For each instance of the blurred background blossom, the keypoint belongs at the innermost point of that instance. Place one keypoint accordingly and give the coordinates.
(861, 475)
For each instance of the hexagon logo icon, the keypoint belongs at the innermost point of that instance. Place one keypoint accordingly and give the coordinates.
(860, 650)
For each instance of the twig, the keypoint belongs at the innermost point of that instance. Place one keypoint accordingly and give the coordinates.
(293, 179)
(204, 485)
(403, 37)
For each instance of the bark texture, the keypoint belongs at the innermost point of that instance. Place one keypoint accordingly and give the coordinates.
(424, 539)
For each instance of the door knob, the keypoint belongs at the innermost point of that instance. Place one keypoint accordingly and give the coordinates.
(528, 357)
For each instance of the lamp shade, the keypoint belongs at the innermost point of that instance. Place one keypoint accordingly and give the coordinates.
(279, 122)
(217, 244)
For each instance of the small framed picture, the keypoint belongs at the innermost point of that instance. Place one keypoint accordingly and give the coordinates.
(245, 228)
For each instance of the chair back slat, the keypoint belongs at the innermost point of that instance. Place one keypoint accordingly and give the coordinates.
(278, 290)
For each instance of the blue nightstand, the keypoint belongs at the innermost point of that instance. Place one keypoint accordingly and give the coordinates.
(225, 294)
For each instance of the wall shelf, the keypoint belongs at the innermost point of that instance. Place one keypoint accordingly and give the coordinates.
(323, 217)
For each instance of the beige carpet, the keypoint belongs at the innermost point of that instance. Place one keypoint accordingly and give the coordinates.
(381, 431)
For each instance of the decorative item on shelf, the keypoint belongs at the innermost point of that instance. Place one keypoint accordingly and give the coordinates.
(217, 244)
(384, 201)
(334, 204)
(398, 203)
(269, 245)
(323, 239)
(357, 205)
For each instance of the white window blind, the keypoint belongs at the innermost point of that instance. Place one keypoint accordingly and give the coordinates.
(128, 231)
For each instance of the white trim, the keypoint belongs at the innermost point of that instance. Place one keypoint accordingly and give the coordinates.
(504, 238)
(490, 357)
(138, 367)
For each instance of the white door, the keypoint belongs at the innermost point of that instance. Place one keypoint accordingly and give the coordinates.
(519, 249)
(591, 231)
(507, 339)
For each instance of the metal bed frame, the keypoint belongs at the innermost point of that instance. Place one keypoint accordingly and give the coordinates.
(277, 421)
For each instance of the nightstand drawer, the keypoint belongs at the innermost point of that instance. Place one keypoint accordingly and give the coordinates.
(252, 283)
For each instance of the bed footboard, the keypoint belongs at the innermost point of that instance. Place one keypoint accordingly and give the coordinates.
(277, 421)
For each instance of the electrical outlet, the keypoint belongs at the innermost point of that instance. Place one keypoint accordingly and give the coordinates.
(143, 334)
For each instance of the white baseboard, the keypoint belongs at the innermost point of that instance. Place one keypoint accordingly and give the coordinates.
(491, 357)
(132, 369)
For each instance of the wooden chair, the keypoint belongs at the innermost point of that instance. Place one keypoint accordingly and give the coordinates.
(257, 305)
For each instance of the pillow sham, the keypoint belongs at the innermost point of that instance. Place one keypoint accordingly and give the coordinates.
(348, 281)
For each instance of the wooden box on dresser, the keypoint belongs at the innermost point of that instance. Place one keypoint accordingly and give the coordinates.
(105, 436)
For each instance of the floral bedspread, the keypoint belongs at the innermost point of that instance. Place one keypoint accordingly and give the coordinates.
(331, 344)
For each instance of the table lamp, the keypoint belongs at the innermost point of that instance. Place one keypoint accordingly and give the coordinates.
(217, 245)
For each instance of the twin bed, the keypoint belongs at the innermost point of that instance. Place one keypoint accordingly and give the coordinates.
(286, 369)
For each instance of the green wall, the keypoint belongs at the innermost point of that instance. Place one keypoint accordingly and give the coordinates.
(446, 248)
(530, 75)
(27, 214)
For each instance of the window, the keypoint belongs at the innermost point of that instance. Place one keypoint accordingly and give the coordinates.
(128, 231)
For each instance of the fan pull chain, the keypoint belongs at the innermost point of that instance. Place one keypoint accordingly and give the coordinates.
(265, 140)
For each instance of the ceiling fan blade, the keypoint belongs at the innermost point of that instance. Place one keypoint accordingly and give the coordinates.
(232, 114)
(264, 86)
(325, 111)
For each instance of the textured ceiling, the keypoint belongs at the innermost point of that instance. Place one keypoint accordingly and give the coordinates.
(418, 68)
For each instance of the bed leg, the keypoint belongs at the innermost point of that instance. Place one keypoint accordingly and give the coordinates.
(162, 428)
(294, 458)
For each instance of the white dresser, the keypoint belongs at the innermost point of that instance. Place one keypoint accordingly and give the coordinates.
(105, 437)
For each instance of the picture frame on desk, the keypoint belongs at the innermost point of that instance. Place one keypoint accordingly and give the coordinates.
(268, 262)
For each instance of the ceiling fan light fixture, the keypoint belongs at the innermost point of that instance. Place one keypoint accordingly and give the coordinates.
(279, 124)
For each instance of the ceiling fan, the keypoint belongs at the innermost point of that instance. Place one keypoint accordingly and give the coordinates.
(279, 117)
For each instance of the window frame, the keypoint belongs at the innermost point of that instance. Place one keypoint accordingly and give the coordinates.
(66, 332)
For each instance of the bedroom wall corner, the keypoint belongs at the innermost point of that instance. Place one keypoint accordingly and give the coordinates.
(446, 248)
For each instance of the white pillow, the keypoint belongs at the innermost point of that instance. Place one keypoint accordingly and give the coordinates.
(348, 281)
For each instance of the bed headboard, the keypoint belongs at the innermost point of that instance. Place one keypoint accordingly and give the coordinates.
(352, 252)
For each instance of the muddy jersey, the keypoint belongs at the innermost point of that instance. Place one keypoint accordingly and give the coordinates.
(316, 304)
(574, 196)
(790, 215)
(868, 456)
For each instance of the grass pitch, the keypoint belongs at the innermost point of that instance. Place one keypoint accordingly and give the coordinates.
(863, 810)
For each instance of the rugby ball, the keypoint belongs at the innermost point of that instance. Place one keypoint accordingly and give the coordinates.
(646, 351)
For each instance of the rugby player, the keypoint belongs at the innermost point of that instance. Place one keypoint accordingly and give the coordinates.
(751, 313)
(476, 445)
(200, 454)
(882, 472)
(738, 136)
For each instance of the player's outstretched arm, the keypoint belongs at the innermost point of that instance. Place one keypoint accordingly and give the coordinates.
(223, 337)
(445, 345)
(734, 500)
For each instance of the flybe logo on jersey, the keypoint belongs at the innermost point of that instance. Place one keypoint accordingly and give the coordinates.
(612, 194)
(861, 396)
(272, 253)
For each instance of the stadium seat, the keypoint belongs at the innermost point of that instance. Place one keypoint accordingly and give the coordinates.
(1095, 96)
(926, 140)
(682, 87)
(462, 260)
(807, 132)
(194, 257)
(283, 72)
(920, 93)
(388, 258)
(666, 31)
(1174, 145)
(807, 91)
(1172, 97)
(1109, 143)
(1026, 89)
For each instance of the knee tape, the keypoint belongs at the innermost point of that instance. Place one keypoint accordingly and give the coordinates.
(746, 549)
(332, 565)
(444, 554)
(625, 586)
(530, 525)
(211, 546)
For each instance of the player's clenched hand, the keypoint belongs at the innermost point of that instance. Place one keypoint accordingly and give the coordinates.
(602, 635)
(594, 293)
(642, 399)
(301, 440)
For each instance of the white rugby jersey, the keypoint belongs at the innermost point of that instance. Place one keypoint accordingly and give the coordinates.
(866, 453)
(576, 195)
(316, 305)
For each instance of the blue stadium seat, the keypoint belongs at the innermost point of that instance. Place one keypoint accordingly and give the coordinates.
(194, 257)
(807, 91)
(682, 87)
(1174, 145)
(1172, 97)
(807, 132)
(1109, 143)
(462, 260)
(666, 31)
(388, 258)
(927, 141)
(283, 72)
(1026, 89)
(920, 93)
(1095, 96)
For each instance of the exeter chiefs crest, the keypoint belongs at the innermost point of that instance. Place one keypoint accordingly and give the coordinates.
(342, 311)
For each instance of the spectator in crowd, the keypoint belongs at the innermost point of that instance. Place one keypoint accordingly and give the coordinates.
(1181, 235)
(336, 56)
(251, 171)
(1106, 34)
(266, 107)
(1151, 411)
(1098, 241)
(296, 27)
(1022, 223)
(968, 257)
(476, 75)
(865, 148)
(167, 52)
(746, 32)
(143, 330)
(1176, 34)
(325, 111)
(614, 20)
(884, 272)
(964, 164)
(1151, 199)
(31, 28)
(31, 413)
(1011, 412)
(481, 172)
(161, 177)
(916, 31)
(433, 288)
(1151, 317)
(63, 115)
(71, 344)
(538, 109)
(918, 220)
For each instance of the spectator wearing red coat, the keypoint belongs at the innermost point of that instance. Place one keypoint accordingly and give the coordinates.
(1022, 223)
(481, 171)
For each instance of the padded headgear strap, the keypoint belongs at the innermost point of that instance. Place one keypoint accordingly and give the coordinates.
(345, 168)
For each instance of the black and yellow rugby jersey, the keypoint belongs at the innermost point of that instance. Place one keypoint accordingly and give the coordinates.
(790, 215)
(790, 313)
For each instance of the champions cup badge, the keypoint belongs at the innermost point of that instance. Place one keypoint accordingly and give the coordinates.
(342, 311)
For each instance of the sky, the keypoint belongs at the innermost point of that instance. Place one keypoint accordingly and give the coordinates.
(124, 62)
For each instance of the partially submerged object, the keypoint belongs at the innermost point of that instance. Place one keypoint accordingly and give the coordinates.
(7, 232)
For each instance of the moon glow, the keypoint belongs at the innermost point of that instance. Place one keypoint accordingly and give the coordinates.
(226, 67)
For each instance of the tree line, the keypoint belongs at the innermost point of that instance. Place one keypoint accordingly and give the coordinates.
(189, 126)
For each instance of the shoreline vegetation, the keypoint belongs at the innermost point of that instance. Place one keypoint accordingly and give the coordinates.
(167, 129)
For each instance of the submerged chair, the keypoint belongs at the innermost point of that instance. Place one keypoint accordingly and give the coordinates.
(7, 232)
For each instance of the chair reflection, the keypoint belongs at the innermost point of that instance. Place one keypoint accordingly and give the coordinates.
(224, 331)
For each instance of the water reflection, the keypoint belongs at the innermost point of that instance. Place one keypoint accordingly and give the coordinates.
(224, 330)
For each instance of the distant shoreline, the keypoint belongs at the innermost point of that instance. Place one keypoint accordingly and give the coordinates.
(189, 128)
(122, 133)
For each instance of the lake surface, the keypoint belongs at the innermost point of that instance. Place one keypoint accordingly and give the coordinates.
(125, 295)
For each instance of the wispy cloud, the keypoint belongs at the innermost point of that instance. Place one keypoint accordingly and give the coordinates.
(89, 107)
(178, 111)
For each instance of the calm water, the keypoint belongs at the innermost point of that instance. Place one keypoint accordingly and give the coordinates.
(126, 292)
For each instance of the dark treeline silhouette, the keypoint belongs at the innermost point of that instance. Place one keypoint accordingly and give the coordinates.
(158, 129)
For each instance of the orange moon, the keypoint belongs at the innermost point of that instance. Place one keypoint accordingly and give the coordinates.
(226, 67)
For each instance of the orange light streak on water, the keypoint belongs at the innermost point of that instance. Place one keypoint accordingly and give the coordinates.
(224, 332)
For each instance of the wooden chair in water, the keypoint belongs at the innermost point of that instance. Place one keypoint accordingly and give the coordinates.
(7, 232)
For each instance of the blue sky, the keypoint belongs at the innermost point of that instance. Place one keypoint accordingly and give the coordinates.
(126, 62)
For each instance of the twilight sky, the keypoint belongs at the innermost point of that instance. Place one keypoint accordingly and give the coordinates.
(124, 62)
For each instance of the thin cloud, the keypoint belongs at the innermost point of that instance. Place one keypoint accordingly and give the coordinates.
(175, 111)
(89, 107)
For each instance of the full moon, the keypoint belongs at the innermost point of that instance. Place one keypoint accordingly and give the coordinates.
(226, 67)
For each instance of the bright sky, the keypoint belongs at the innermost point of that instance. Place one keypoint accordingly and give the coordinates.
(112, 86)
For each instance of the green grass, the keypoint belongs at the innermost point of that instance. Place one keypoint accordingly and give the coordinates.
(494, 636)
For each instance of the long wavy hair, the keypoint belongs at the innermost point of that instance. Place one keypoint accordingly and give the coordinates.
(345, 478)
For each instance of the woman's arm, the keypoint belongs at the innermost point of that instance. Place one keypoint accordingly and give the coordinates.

..........

_Task brief_:
Beginning at the line that holds "For each instance of the bright", reproduce each line of the records above down to and including the last one.

_Result_:
For each instance of the bright sky, the keypoint belongs at the innermost point of that instance. Place one keypoint accordingly and give the coordinates.
(112, 86)
For each instance of the green grass, the keypoint belongs at the innermost point of that instance. Place one keypoint accordingly and give the coordinates.
(494, 636)
For each instance of the long wavy hair, the keypoint belongs at the innermost point of that instance. Place one keypoint accordingly and give the coordinates.
(345, 478)
For each instance of the woman's arm, the keypoint belongs at the innermost point of that instance. Place one keypoint accordingly and give the coordinates.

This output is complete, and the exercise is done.